• Directions:
**a.** According to the passage on Florida business taxes, what percentage of businesses in Florida pay no corporate income tax?
**b.** From the passage on Florida business taxes, output the part that opens with the words containing "For instance, nearly" and closes with "these corporate goliaths.", copied word for word.
**c.** Pick up the passage on Ron DeSantis' tax record where it stops, and keep writing it.

++++ Passage shown ++++

That’s because SB 50 only increased sales taxes on stuff that people buy on Amazon and other online marketplaces. So it has no impact on the business rent tax, which is a big part of businesses’ share of the sales tax. And it likely has a minimal impact on tourists, who presumably do most of their Internet shopping at home.
But most businesses are small businesses — places with no more than a handful of employees. And lots of those small businesses are probably buying stuff on Amazon. So they got hit with this tax increase, too.
Big Business saved the most
And that brings us to another important point about Ron DeSantis’ record on taxes: While the governor has cut taxes for businesses by more than $5 billion, most of those savings have gone to the very biggest businesses in the state.
For instance, nearly half of all the governor’s business tax cuts came from the giant corporate-income tax cut imposed by HB 7127.
Ninety-nine percent of business in Florida don’t pay any corporate income tax at all. That means only 1 percent of businesses save any money when the corporate income tax is cut.
In fact, roughly half of all savings from corporate income tax cuts go to just 100 giant corporations. We don’t know exactly who these companies are because Florida keeps corporate tax payments secret. But they are all likely to be the big publicly traded behemoths — companies such as Walt Disney Co., HCA Healthcare Inc. and NextEra Energy Inc. (the parent company of Florida Power & Light).
And this analysis also significantly understates how much money Ron DeSantis has saved these corporate goliaths.
For instance, in addition to cutting the corporate tax rate and sending out corporate tax refunds, HB 7127 also included a third big tax break for corporations. Under that provision, the state of Florida opted not to link up with a new federal law that imposes taxes on profits that corporations have shifted into overseas subsidiaries through accounting gimmicks. (This federal law is known by the acronym “GILTI,” in case you want to impress people at parties.)
Staffers at the Florida Department of Revenue estimated at the time that “decoupling” from GILTI could save corporations more than $100 million a year in Florida corporate taxes. But the panel of state economists that formally “scores” legislation never felt confident enough to put an official estimate on it. So the GILTI tax break is not included in this analysis of DeSantis’ record on taxes.

++++ Data extracts ++++

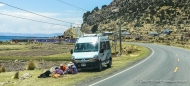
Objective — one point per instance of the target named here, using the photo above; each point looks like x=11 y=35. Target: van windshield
x=86 y=47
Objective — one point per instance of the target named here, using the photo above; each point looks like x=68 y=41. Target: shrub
x=16 y=76
x=31 y=65
x=2 y=69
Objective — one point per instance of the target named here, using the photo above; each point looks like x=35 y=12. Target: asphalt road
x=166 y=66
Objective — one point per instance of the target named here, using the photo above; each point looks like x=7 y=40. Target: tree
x=95 y=9
x=103 y=6
x=94 y=28
x=85 y=15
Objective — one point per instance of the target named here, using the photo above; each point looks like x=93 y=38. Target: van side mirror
x=71 y=51
x=101 y=50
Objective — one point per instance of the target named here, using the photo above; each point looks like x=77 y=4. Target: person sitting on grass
x=63 y=68
x=71 y=69
x=58 y=71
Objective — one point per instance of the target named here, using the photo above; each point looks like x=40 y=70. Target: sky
x=56 y=9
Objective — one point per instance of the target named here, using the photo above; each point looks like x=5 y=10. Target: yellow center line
x=175 y=69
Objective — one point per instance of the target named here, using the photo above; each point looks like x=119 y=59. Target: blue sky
x=50 y=8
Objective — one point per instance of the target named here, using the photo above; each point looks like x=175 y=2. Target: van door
x=102 y=55
x=108 y=50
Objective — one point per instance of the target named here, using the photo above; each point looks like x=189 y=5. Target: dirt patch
x=21 y=65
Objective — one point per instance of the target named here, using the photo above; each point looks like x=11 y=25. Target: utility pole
x=120 y=37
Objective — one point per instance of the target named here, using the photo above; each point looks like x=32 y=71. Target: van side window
x=107 y=45
x=102 y=45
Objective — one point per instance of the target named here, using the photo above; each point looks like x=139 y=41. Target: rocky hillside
x=139 y=16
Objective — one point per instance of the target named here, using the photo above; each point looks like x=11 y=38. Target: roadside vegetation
x=131 y=54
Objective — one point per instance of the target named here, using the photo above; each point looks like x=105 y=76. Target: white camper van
x=92 y=51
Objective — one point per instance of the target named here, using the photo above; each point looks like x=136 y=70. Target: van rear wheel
x=110 y=63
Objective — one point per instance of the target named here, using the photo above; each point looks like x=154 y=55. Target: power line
x=33 y=20
x=72 y=5
x=35 y=13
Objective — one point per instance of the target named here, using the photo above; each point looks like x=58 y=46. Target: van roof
x=87 y=39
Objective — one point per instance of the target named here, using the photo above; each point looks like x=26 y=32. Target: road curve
x=166 y=66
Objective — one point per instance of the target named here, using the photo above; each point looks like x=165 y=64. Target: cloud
x=2 y=5
x=16 y=25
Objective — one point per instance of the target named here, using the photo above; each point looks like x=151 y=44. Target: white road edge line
x=124 y=70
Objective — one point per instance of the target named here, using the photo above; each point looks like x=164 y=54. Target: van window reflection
x=86 y=47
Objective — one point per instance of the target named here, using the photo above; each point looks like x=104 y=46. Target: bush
x=31 y=65
x=2 y=69
x=16 y=76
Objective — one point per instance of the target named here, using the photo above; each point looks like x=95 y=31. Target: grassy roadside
x=69 y=80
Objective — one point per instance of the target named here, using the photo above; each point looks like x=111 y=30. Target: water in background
x=9 y=38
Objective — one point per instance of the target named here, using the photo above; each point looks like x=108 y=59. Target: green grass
x=70 y=80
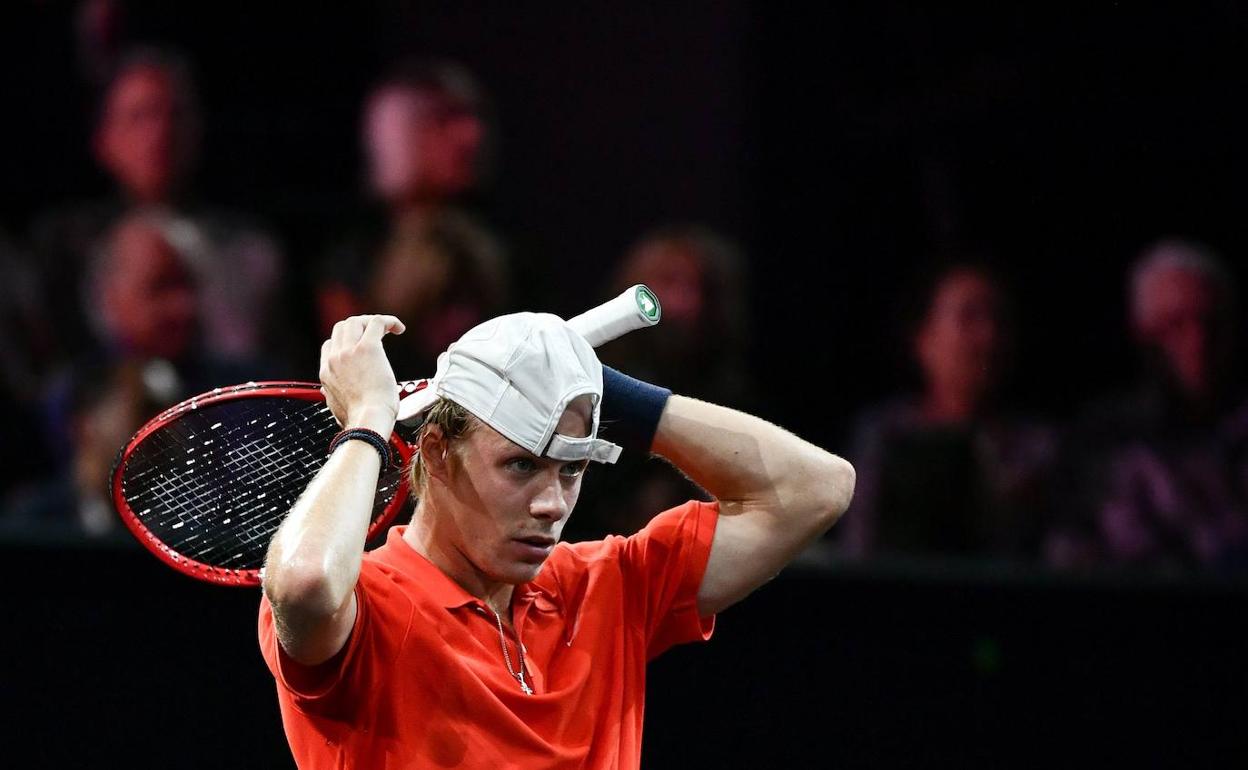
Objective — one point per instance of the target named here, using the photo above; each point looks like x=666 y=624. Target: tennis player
x=473 y=638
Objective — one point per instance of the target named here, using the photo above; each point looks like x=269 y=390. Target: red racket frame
x=306 y=391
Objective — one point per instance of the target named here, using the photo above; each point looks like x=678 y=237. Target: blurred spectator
x=699 y=351
x=1160 y=474
x=427 y=261
x=25 y=353
x=146 y=139
x=146 y=356
x=951 y=471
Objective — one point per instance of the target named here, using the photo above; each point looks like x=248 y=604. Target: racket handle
x=637 y=307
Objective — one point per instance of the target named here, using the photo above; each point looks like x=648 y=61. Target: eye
x=521 y=464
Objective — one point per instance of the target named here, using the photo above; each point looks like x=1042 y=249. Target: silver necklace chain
x=507 y=658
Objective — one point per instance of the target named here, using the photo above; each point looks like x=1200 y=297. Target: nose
x=550 y=502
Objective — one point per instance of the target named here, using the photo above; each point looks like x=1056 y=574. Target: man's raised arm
x=315 y=557
x=776 y=492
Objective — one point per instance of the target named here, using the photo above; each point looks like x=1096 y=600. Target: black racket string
x=215 y=484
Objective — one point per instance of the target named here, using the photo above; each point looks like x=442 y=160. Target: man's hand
x=360 y=386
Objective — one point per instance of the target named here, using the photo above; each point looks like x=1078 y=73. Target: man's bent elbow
x=303 y=588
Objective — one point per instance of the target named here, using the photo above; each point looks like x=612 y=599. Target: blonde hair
x=456 y=423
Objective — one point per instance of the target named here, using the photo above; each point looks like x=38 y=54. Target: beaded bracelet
x=365 y=434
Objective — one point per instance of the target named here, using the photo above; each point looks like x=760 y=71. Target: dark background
x=843 y=147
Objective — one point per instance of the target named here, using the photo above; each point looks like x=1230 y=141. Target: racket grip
x=637 y=307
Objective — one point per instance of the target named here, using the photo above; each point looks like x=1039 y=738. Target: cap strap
x=570 y=449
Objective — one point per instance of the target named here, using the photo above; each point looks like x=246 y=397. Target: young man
x=472 y=638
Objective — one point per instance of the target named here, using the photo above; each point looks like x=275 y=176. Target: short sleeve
x=332 y=688
x=663 y=567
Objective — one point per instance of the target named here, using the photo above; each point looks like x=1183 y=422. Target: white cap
x=518 y=373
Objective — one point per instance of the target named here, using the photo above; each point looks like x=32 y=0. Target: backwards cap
x=518 y=373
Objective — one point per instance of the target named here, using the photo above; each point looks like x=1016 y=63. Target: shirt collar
x=398 y=553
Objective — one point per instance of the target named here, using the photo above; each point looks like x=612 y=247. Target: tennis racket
x=207 y=482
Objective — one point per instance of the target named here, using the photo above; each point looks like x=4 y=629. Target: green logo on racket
x=648 y=303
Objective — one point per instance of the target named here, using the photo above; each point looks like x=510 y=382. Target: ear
x=434 y=453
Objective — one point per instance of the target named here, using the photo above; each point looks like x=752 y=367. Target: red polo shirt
x=422 y=680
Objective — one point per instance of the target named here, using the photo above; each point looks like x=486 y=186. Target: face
x=1181 y=323
x=149 y=295
x=506 y=507
x=419 y=146
x=145 y=139
x=961 y=341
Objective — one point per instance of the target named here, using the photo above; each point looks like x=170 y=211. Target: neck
x=949 y=404
x=413 y=210
x=427 y=538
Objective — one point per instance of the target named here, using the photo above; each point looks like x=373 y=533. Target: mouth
x=533 y=548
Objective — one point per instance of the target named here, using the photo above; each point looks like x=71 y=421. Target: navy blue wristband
x=630 y=409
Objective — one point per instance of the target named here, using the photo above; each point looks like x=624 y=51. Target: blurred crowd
x=114 y=308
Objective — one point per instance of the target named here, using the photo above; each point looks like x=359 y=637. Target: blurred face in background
x=147 y=295
x=1178 y=316
x=961 y=342
x=146 y=136
x=674 y=270
x=421 y=146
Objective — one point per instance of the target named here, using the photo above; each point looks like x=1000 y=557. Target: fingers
x=351 y=331
x=378 y=326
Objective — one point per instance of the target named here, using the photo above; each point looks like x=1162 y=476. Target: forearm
x=313 y=559
x=746 y=461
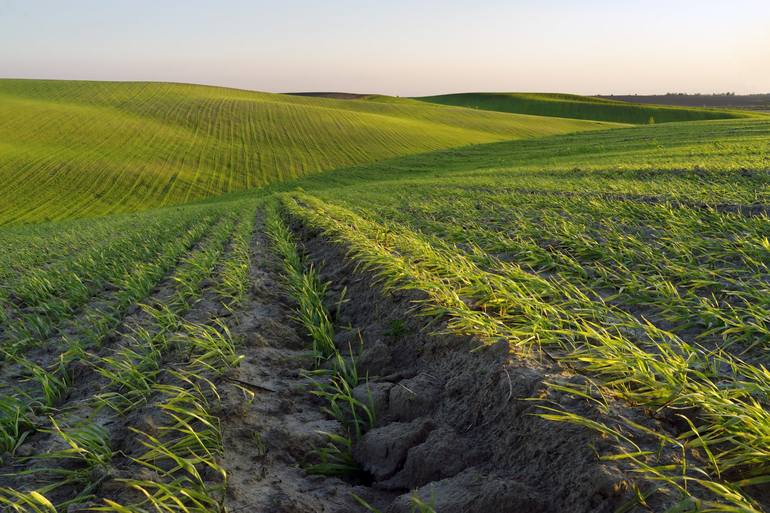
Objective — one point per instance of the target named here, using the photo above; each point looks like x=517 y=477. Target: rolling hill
x=77 y=148
x=579 y=107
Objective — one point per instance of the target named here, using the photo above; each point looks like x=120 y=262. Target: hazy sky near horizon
x=399 y=47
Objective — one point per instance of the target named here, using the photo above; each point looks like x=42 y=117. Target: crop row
x=129 y=376
x=44 y=297
x=722 y=450
x=701 y=273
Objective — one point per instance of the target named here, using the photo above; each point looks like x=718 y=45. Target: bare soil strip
x=268 y=441
x=455 y=423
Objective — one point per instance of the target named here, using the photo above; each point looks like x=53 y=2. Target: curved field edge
x=581 y=107
x=75 y=149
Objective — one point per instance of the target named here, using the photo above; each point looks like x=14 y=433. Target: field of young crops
x=74 y=149
x=547 y=321
x=581 y=107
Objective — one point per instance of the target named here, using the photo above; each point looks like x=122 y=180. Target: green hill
x=74 y=148
x=579 y=107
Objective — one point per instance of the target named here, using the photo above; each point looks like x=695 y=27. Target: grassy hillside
x=578 y=107
x=624 y=303
x=70 y=148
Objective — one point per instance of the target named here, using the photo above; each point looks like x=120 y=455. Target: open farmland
x=581 y=107
x=102 y=147
x=392 y=306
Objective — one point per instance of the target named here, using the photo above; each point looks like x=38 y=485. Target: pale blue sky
x=396 y=46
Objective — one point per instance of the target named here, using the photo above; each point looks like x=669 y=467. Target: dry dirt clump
x=456 y=423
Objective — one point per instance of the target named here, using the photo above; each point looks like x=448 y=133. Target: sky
x=398 y=47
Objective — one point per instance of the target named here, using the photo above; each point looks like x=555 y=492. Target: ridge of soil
x=455 y=422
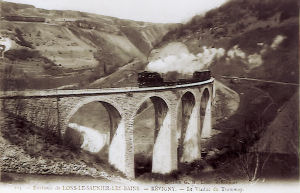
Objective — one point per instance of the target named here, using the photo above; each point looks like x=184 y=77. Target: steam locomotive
x=154 y=79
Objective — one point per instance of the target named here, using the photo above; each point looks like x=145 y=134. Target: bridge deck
x=55 y=92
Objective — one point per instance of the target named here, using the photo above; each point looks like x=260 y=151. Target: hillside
x=52 y=48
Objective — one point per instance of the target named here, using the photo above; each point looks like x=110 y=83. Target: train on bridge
x=154 y=79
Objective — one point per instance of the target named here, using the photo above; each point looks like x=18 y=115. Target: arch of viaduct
x=54 y=108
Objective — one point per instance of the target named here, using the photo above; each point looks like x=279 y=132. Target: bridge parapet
x=54 y=108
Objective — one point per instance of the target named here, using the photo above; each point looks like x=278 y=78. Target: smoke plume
x=186 y=62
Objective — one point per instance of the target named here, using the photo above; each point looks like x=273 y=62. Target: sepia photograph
x=149 y=96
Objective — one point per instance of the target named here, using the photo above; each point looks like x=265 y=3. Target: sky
x=159 y=11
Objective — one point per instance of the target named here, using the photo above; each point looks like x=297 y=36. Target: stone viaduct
x=174 y=142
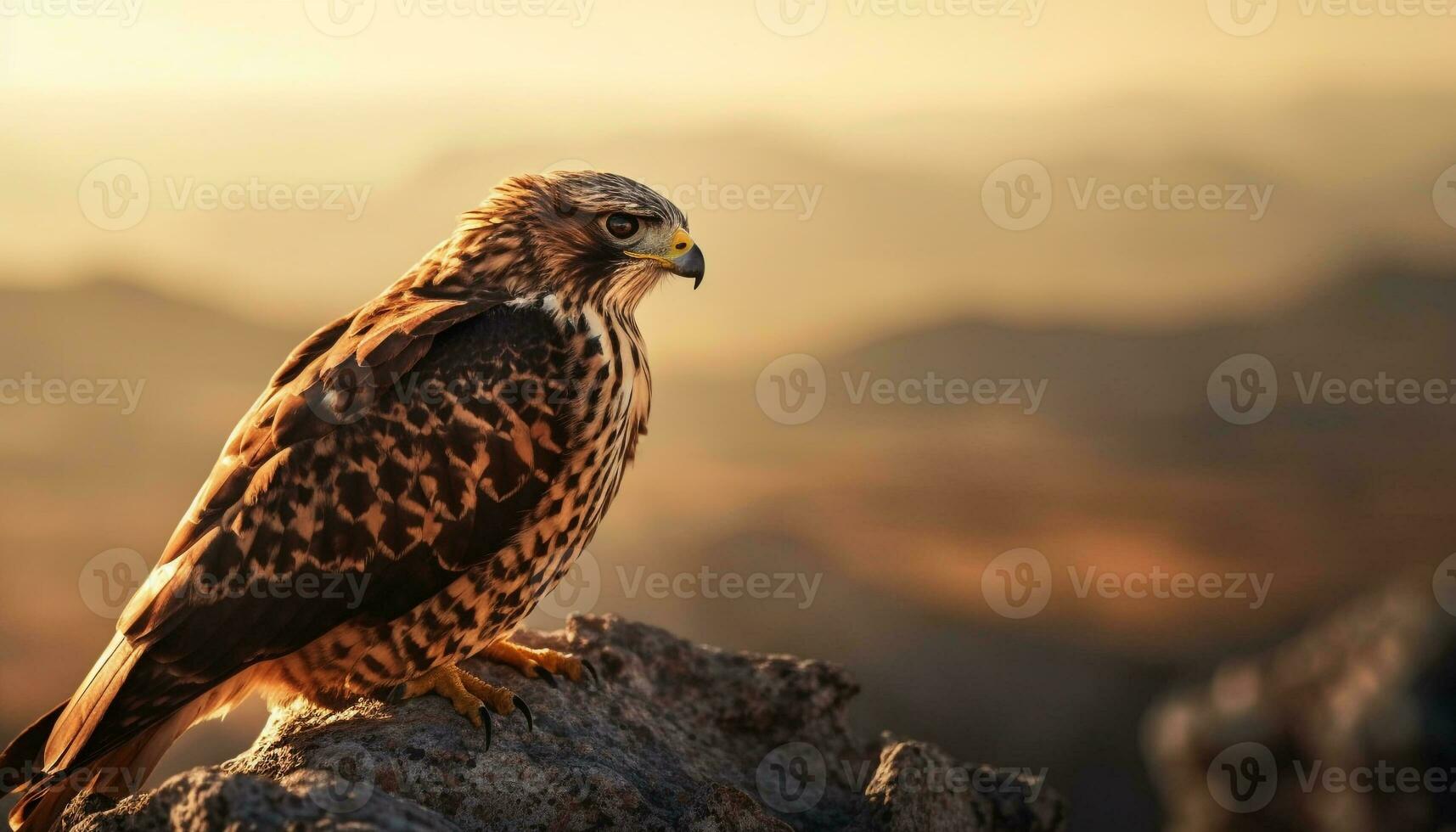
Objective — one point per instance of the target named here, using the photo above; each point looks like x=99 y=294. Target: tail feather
x=87 y=706
x=20 y=760
x=115 y=775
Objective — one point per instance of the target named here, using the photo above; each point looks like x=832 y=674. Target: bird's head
x=598 y=235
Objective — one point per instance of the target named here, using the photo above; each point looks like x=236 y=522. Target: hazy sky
x=684 y=59
x=891 y=113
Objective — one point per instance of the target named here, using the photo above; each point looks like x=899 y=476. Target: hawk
x=444 y=452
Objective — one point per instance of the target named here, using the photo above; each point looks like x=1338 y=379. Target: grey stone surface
x=1347 y=728
x=680 y=736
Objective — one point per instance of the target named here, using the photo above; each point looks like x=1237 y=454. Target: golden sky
x=894 y=110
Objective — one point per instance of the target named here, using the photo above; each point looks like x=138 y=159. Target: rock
x=1347 y=728
x=682 y=736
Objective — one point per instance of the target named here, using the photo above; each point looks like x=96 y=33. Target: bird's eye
x=622 y=226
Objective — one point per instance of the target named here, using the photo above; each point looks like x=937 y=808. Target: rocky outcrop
x=1348 y=728
x=680 y=736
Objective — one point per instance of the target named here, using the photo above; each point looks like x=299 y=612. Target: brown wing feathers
x=299 y=451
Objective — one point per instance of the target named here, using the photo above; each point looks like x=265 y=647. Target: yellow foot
x=472 y=698
x=539 y=663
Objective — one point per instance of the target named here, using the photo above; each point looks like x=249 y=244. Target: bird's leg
x=539 y=663
x=472 y=698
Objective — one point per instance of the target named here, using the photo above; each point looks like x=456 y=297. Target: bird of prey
x=449 y=447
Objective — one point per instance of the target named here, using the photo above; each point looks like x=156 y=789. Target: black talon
x=520 y=703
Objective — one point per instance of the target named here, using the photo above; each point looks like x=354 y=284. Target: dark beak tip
x=690 y=266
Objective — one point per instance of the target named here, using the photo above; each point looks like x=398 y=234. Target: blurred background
x=1012 y=307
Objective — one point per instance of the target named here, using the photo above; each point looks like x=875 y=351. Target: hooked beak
x=690 y=266
x=684 y=258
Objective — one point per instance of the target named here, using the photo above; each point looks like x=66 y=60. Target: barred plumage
x=447 y=449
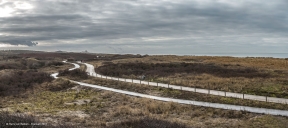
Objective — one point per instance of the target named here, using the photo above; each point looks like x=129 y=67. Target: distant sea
x=274 y=55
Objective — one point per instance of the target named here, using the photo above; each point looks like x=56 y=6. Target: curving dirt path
x=191 y=102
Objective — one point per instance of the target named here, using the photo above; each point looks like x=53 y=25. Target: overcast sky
x=145 y=26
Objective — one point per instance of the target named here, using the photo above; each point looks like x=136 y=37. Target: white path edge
x=196 y=103
x=91 y=71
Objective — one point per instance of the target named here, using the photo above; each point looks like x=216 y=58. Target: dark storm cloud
x=144 y=21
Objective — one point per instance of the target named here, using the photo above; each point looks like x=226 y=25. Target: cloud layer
x=146 y=25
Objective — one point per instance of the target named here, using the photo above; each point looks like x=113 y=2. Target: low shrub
x=77 y=73
x=148 y=123
x=18 y=82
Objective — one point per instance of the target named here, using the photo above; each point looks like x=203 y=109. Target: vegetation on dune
x=166 y=69
x=77 y=73
x=204 y=72
x=147 y=123
x=19 y=82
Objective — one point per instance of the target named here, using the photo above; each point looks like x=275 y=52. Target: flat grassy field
x=29 y=95
x=257 y=76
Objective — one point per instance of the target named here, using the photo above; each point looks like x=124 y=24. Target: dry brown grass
x=108 y=109
x=275 y=86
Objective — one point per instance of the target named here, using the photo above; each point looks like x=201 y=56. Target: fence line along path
x=91 y=71
x=196 y=103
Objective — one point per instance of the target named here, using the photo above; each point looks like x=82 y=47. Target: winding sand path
x=191 y=102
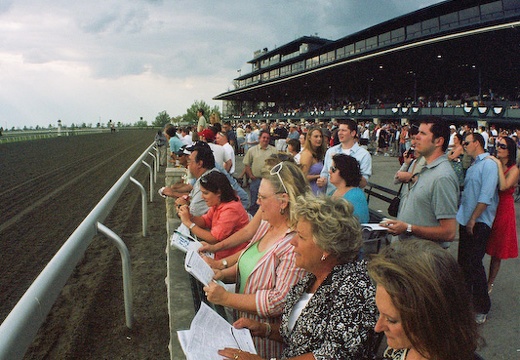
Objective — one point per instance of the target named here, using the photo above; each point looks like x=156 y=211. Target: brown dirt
x=48 y=187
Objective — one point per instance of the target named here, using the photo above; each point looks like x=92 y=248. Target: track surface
x=47 y=187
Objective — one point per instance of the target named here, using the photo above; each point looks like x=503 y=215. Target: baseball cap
x=182 y=151
x=207 y=134
x=196 y=146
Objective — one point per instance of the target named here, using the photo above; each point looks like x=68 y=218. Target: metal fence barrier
x=20 y=327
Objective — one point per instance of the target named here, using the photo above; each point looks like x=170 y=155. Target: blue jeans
x=253 y=188
x=472 y=249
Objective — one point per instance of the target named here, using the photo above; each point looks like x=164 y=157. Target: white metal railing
x=20 y=327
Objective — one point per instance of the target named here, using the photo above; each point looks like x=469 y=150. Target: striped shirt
x=271 y=279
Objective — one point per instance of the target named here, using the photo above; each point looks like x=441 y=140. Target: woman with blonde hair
x=266 y=269
x=331 y=312
x=312 y=156
x=424 y=308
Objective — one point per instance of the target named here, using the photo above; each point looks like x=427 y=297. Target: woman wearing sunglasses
x=503 y=242
x=266 y=269
x=331 y=312
x=312 y=156
x=225 y=216
x=345 y=175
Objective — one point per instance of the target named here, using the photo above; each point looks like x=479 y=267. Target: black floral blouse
x=338 y=321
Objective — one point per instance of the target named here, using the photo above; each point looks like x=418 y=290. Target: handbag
x=393 y=208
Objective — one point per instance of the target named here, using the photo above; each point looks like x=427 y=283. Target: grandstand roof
x=423 y=53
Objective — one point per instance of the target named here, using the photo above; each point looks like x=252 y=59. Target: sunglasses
x=276 y=171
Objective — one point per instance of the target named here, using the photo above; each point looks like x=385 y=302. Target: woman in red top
x=503 y=242
x=225 y=216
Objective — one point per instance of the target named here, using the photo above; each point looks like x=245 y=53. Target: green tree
x=141 y=123
x=161 y=119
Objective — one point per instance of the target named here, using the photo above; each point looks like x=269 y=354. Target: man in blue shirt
x=174 y=142
x=476 y=215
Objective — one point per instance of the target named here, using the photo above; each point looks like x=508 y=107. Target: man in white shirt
x=347 y=136
x=186 y=137
x=208 y=136
x=229 y=158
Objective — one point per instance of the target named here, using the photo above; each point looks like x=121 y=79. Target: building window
x=469 y=16
x=384 y=39
x=397 y=35
x=449 y=21
x=360 y=46
x=430 y=26
x=413 y=31
x=491 y=11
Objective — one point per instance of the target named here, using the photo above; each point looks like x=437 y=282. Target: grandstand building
x=457 y=58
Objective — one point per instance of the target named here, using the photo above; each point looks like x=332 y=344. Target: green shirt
x=247 y=263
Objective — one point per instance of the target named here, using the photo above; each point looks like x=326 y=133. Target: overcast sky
x=91 y=61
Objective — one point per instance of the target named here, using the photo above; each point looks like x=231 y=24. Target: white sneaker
x=480 y=318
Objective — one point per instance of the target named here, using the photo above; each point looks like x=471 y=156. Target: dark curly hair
x=217 y=183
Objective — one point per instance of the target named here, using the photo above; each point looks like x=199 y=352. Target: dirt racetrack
x=47 y=187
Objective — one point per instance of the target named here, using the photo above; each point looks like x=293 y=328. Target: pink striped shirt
x=271 y=279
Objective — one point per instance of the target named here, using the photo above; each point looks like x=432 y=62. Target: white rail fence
x=19 y=329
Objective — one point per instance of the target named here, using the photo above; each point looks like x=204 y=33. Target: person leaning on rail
x=225 y=215
x=266 y=269
x=331 y=312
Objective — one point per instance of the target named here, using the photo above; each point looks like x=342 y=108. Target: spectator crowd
x=287 y=231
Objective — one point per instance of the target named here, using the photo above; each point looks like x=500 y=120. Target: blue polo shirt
x=480 y=186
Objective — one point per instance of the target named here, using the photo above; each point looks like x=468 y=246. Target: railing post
x=151 y=179
x=155 y=165
x=127 y=270
x=143 y=204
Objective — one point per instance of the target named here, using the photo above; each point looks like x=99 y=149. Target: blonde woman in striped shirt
x=266 y=270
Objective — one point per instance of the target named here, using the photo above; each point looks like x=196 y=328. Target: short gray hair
x=335 y=229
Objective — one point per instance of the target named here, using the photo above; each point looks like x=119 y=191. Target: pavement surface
x=501 y=332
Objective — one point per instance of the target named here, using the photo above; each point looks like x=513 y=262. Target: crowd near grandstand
x=354 y=199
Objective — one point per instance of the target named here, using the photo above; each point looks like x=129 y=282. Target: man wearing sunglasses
x=428 y=210
x=476 y=214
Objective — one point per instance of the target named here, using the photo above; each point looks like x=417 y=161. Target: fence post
x=143 y=204
x=151 y=179
x=126 y=267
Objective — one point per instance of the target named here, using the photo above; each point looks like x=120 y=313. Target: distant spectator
x=345 y=175
x=202 y=123
x=503 y=241
x=294 y=148
x=160 y=142
x=476 y=214
x=312 y=158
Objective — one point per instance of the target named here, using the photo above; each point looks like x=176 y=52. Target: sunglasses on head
x=276 y=171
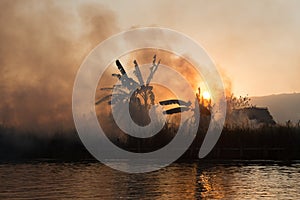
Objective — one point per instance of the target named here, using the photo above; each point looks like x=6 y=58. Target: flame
x=206 y=95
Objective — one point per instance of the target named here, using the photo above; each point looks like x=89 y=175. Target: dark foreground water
x=88 y=180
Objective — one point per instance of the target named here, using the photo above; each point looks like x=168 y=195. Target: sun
x=206 y=95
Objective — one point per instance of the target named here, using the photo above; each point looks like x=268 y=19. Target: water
x=88 y=180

++++

• Results by task:
**a.** Ninety-nine percent.

**b.**
For instance, nearly half of all the governor’s business tax cuts came from the giant corporate-income tax cut imposed by HB 7127.
Ninety-nine percent of business in Florida don’t pay any corporate income tax at all. That means only 1 percent of businesses save any money when the corporate income tax is cut.
In fact, roughly half of all savings from corporate income tax cuts go to just 100 giant corporations. We don’t know exactly who these companies are because Florida keeps corporate tax payments secret. But they are all likely to be the big publicly traded behemoths — companies such as Walt Disney Co., HCA Healthcare Inc. and NextEra Energy Inc. (the parent company of Florida Power & Light).
And this analysis also significantly understates how much money Ron DeSantis has saved these corporate goliaths.

**c.**
In addition, in 2018, former Florida Gov. Rick Scott signed another giant corporate income tax cut: HB 7093. That bill included $543 million in tax refunds for corporations that were paid out in the spring of 2020, after DeSantis had become governor.
Because of the COVID-19 pandemic, DeSantis had declared a state of emergency — which gives the governor the power to suspend certain state laws. So DeSantis could have stopped those refunds, if he’d wanted to. But he chose to let them go out, because, his office said at the time, corporations were expecting the money.
But because that particular piece of legislation was signed by Scott, those refunds aren’t included in this analysis, either.
And lastly, earlier this year, the state waived penalties for thousands of corporations who flouted a state law — signed by DeSantis — that was supposed to make them reveal more details about their corporate taxes. This was an enormous savings for corporations that broke the law.
In fact, it saved them somewhere between $168 million and $255 million, according to a separate Seeking Rents analysis. But because that’s not an official estimate, none of those savings for law-breaking corporations are included in this analysis of DeSantis’ record.
Correction: An earlier version of of this story misstated the tax savings from HB 7127, the governor’s 2021 corporate tax cut. Those savings totaled approximately $2.8 billion (not $2.7 billion). The story and graphics have been updated to reflect the change.
I believe there’s a typo re business rent tax reduction - should read 5.5% to 5.2% (not 2)?
Thank you for this excellent reporting.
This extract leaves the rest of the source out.